Dataset entries
** START **

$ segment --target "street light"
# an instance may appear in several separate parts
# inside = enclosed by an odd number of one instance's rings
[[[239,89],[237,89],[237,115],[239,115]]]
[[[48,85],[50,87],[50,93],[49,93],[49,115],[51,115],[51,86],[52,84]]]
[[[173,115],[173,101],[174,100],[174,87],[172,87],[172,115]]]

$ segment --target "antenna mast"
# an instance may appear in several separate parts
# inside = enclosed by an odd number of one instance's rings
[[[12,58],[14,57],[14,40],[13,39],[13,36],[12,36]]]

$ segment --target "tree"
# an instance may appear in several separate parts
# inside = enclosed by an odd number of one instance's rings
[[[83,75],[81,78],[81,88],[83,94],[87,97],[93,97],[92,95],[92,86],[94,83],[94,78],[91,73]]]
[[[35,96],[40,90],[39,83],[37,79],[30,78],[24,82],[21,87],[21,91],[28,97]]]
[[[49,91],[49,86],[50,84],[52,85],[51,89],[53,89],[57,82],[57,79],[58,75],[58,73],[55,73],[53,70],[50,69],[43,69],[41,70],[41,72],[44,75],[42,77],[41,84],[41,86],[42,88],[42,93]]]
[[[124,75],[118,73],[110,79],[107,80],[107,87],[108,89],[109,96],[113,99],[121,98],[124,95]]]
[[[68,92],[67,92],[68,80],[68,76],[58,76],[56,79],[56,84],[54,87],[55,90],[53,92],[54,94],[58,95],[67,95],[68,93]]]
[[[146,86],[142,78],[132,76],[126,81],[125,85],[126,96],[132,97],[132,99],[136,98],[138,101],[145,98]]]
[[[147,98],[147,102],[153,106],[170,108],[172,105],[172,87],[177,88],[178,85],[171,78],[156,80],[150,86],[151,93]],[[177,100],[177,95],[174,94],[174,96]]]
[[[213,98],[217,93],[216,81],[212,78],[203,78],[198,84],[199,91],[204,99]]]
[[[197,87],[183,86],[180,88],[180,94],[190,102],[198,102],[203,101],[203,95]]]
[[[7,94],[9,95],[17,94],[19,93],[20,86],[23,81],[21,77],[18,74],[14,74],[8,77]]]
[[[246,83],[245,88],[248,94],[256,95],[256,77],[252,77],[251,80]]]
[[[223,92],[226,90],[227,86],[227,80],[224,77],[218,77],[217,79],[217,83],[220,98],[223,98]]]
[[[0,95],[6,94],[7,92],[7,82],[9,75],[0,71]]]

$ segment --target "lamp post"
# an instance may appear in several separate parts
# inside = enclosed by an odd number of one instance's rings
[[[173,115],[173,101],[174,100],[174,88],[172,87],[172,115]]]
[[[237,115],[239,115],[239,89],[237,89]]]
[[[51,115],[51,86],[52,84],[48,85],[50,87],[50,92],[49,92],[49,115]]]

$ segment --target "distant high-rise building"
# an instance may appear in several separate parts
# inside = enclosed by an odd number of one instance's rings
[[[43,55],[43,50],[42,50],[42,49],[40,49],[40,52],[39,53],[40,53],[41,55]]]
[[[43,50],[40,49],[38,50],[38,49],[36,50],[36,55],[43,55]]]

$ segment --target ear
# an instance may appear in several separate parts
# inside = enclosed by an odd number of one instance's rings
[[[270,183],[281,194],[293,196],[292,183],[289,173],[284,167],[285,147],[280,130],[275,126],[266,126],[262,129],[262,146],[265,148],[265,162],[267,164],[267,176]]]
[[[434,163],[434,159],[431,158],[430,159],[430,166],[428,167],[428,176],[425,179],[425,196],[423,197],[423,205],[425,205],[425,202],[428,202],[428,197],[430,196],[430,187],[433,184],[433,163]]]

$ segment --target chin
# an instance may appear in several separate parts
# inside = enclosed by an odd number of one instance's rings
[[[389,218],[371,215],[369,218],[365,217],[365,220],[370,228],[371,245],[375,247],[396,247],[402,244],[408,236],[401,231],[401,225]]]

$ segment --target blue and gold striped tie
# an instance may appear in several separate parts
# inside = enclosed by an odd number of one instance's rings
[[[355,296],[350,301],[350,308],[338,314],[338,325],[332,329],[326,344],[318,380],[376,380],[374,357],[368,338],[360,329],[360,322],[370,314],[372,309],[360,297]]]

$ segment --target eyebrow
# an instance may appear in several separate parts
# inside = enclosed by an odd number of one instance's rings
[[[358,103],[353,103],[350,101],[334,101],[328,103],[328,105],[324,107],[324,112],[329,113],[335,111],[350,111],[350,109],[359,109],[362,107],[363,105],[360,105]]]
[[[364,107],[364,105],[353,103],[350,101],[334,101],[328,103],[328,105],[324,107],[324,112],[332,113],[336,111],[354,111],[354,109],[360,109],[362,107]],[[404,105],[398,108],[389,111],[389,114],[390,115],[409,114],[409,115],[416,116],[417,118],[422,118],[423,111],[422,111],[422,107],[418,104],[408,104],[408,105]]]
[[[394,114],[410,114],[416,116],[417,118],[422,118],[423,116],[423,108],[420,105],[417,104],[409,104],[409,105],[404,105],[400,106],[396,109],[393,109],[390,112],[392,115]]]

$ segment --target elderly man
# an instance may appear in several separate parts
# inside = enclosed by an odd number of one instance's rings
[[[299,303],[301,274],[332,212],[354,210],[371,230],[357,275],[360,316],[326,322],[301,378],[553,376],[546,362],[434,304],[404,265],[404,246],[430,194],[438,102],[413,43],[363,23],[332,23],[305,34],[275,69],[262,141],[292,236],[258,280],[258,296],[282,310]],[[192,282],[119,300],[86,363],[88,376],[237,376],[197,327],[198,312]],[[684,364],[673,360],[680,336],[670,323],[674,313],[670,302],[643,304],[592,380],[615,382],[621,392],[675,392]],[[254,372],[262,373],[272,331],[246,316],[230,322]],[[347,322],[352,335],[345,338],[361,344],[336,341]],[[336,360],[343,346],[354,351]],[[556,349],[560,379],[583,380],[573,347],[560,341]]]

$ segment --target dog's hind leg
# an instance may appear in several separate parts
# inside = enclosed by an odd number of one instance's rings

** END **

— TASK STATEMENT —
Recast every line of the entries above as a numbered list, omitting any blank lines.

— ANSWER —
1. $ segment --target "street light"
2. # an instance may appear in several separate parts
3. # inside = enclosed by an odd number of one instance's rings
4. [[[239,89],[237,89],[237,115],[239,115]]]
5. [[[48,85],[50,87],[50,93],[49,93],[49,115],[51,115],[51,86],[52,84]]]
6. [[[173,115],[173,101],[174,100],[174,87],[172,87],[172,115]]]
7. $ segment --target "antenna mast"
8. # an instance may appear in several separate parts
9. # inside = enclosed by an odd number of one instance's rings
10. [[[12,58],[14,57],[14,40],[13,39],[13,36],[12,36]]]
11. $ segment --target "tree"
12. # an instance may appear in several separate parts
13. # inside = enclosed by an odd number of one instance's rings
14. [[[83,75],[81,78],[81,88],[83,94],[87,97],[93,97],[92,95],[92,86],[94,83],[94,78],[91,73]]]
15. [[[35,96],[40,90],[39,83],[37,79],[30,78],[24,82],[21,87],[21,91],[28,97]]]
16. [[[49,91],[49,86],[50,84],[52,85],[51,89],[53,89],[57,82],[57,79],[58,75],[58,73],[55,73],[53,70],[50,69],[43,69],[41,70],[41,72],[44,75],[42,77],[41,84],[41,86],[42,88],[42,93]]]
17. [[[124,75],[118,73],[110,79],[107,80],[107,87],[108,89],[109,96],[113,99],[121,98],[124,95]]]
18. [[[68,92],[67,92],[68,80],[68,76],[58,76],[56,79],[56,84],[54,87],[55,90],[53,92],[54,94],[58,95],[67,95],[68,93]]]
19. [[[146,86],[142,78],[132,76],[126,81],[125,85],[126,96],[132,97],[132,99],[136,98],[138,101],[145,98]]]
20. [[[147,98],[147,102],[153,106],[170,108],[172,105],[172,87],[177,88],[178,85],[171,78],[156,80],[150,86],[151,93]],[[177,100],[177,95],[174,94],[174,96]]]
21. [[[213,98],[217,93],[216,81],[212,78],[203,78],[198,84],[199,91],[204,99]]]
22. [[[197,87],[183,86],[180,88],[180,94],[190,102],[198,102],[203,101],[203,95]]]
23. [[[7,94],[9,95],[17,94],[19,93],[20,86],[23,81],[21,77],[18,74],[14,74],[8,77]]]
24. [[[246,83],[245,88],[248,94],[256,95],[256,77],[252,77],[251,80]]]
25. [[[223,92],[226,90],[227,86],[227,80],[224,77],[218,77],[217,79],[217,83],[220,98],[223,98]]]
26. [[[0,95],[6,94],[7,92],[7,82],[9,75],[0,71]]]
27. $ segment --target "lamp post"
28. # an instance may appear in several separate parts
29. # inside = enclosed by an odd number of one instance's rings
30. [[[173,115],[173,101],[174,100],[174,88],[172,87],[172,115]]]
31. [[[237,115],[239,115],[239,89],[237,89]]]
32. [[[51,115],[51,86],[52,84],[48,85],[50,87],[50,92],[49,92],[49,115]]]
33. $ segment --target "distant high-rise building"
34. # an instance may appear in several separate parts
35. # inside = enclosed by an odd number of one instance's rings
36. [[[43,55],[43,50],[42,50],[42,49],[40,49],[40,52],[39,53],[40,53],[41,55]]]
37. [[[43,50],[40,49],[38,50],[38,49],[36,50],[36,55],[43,55]]]
38. $ segment --target ear
39. # an instance may appear in several separate parts
40. # inside = enclosed by an odd number of one instance's rings
41. [[[270,183],[281,194],[293,196],[292,183],[289,173],[284,167],[285,147],[280,130],[275,126],[266,126],[262,129],[262,146],[265,148],[265,162],[267,164],[267,176]]]
42. [[[434,163],[434,159],[431,158],[430,159],[430,166],[428,167],[428,176],[425,179],[425,196],[423,197],[423,205],[425,205],[425,202],[428,202],[428,197],[430,196],[430,187],[433,184],[433,163]]]
43. $ segment --target chin
44. # an instance may appear in several separate parts
45. # inside = enclosed by an odd number of one instance's rings
46. [[[389,218],[371,215],[369,218],[365,217],[365,220],[370,228],[371,245],[375,247],[396,247],[402,244],[408,236],[401,231],[401,225]]]
47. $ segment --target blue and gold striped tie
48. # an instance may appear in several separate parts
49. # inside = enclosed by an odd number of one instance's rings
50. [[[355,296],[350,301],[350,308],[338,314],[338,325],[332,329],[326,344],[318,380],[376,380],[374,357],[368,338],[360,329],[360,322],[370,314],[372,309],[360,297]]]
51. $ segment --target eyebrow
52. # an instance may appear in several separate parts
53. # inside = enclosed by an odd number of one instance's rings
54. [[[358,103],[353,103],[350,101],[334,101],[328,103],[328,105],[324,107],[324,112],[329,113],[335,111],[350,111],[350,109],[359,109],[362,107],[363,105],[360,105]]]
55. [[[364,107],[364,105],[353,103],[350,101],[334,101],[328,103],[328,105],[324,107],[324,112],[332,113],[336,111],[354,111],[354,109],[360,109],[362,107]],[[404,105],[398,108],[389,111],[389,114],[390,115],[409,114],[409,115],[416,116],[417,118],[422,118],[423,111],[422,111],[422,107],[418,104],[408,104],[408,105]]]
56. [[[394,114],[410,114],[416,116],[417,118],[422,118],[423,116],[423,108],[420,105],[417,104],[409,104],[409,105],[404,105],[400,106],[396,109],[393,109],[390,112],[392,115]]]
57. $ segment --target elderly man
58. # an instance may appear in several separate parts
59. # inside = enclosed by an odd number of one instance's rings
60. [[[299,303],[301,274],[332,212],[354,210],[371,230],[357,275],[360,316],[326,322],[301,378],[553,376],[546,362],[434,304],[404,265],[404,246],[430,194],[438,102],[413,43],[363,23],[332,23],[305,34],[275,69],[262,141],[292,236],[258,280],[258,296],[282,310]],[[192,282],[119,300],[86,363],[88,376],[237,376],[197,327],[198,312]],[[684,364],[673,360],[680,336],[670,323],[674,313],[670,302],[643,304],[592,380],[615,382],[621,392],[675,392]],[[254,372],[262,373],[272,331],[246,316],[230,322]],[[347,322],[352,335],[345,338],[361,344],[336,341]],[[336,360],[343,346],[354,351]],[[556,349],[560,379],[583,380],[573,347],[560,341]]]
61. $ segment --target dog's hind leg
62. # an instance may appear in several separate parts
63. # inside = enclosed by an odd number of one instance's rings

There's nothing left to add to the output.